* Start ARTICLE *
Q&A game

Today, some of us were playing a game. Everyone contributed to the creation of a bank of questions which included “What kind of music do you like to listen to?” and “What is the strangest thing that you have eaten?”. A script was created to draw from a total of 72 unique questions at random with replacement and no option would be given to pass on questions. The idea was that we would take turns on our birthdays to answer these questions in an up close and personal session. Of course, there was the issue of how many questions one should have to answer. So when we had our first volunteer today, we decided to make things interesting, two choices were given.

(A) Keep answering questions until a duplicate question was drawn.

(B) Stop at a fixed number of 20 questions.

The volunteer picked (B). Was this the right choice from the perspective of minimizing the number of questions one had to answer?

Let’s see what choice (A) entails. Given x questions drawn randomly, let the probability of no duplicates within these x draws be denoted by ‘A’. Then

$P(A)=\frac{72}{72}\times\frac{71}{72}\times\frac{70}{72}\times\dots\frac{72-x + 1}{72}$

Thus, the probability of at least one duplicate within x draws will be

$P(\neg A)= 1-\frac{72}{72}\times\frac{71}{72}\times\frac{70}{72}\times\dots\frac{72-x + 1}{72}$

This result can be generalized to N questions as follows

$P(\neg A)= 1-\frac{N!}{(N-x)!N^x}$

Plotting P(A’) vs x leads to a really cool sigmoid function.
* End ARTICLE *
• WRITTEN PROBLEM A
In the Q&A game text, how many unique questions did the script draw from?
• WRITTEN PROBLEM B
Say whether each statement agrees with the Q&A game text, answering yes or no and quoting the deciding words: (i) The volunteer chose to keep answering until a duplicate question was drawn. (ii) The script drew questions at random with replacement. (iii) Players were allowed to pass on a question.
* Start EXTRACTED RECORDS *
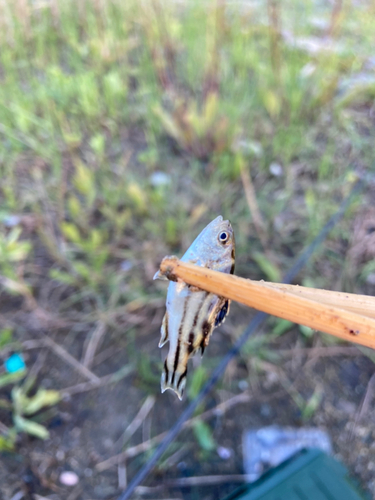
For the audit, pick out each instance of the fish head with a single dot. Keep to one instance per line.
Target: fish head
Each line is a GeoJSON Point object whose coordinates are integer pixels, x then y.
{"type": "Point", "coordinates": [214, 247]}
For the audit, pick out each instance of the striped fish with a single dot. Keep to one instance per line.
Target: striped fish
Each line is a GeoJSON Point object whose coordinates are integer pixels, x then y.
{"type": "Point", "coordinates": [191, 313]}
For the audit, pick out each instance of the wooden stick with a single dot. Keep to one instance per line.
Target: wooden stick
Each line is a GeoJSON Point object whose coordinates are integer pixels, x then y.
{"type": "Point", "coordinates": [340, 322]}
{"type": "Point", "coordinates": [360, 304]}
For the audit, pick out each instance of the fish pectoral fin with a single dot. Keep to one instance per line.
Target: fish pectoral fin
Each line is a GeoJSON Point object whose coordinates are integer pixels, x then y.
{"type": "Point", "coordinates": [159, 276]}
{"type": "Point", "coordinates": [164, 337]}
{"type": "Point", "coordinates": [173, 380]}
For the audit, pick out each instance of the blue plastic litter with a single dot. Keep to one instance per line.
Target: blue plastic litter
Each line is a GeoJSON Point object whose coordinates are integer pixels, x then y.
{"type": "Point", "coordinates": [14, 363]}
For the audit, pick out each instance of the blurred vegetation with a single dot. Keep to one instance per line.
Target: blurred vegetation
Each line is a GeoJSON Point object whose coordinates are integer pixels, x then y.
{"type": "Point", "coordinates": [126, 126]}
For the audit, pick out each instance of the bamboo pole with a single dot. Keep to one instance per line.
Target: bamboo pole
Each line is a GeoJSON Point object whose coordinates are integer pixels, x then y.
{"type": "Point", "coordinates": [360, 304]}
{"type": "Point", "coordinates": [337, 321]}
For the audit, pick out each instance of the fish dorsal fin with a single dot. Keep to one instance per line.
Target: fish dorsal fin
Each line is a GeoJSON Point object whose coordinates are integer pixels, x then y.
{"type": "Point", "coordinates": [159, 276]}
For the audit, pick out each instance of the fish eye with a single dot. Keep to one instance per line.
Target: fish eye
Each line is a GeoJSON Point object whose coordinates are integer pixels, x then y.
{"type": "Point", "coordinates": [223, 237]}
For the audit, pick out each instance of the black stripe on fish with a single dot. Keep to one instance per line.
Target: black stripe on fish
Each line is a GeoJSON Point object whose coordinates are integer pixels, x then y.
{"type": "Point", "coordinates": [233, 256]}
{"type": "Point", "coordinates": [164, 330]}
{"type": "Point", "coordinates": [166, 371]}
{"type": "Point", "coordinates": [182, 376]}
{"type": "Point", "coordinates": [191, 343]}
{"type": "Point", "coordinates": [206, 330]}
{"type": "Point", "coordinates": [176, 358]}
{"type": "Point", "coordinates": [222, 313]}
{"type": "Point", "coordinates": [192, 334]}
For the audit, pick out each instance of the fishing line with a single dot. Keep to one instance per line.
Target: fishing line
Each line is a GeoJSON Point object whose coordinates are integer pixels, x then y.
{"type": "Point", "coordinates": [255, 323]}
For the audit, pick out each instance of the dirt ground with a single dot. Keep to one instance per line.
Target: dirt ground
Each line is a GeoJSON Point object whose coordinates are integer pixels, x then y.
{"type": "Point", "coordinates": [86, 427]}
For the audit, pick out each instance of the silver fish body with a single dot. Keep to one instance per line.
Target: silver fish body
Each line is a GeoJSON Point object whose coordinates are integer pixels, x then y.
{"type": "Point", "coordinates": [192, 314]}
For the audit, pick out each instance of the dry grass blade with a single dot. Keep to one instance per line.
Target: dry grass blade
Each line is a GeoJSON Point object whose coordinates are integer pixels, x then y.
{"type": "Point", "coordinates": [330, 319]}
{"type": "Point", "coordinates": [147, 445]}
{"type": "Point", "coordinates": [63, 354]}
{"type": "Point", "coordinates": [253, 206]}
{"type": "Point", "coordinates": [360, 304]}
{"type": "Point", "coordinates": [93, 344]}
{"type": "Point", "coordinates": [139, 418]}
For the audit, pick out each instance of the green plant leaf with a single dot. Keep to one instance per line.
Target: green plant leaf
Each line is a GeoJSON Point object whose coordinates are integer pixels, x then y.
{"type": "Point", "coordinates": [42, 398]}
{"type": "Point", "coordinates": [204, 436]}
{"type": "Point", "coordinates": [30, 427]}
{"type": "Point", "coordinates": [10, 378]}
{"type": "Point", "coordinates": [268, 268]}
* End EXTRACTED RECORDS *
• FINISHED ANSWER A
72

• FINISHED ANSWER B
(i) No: "The volunteer picked (B)."
(ii) Yes: "draw from a total of 72 unique questions at random with replacement"
(iii) No: "no option would be given to pass on questions"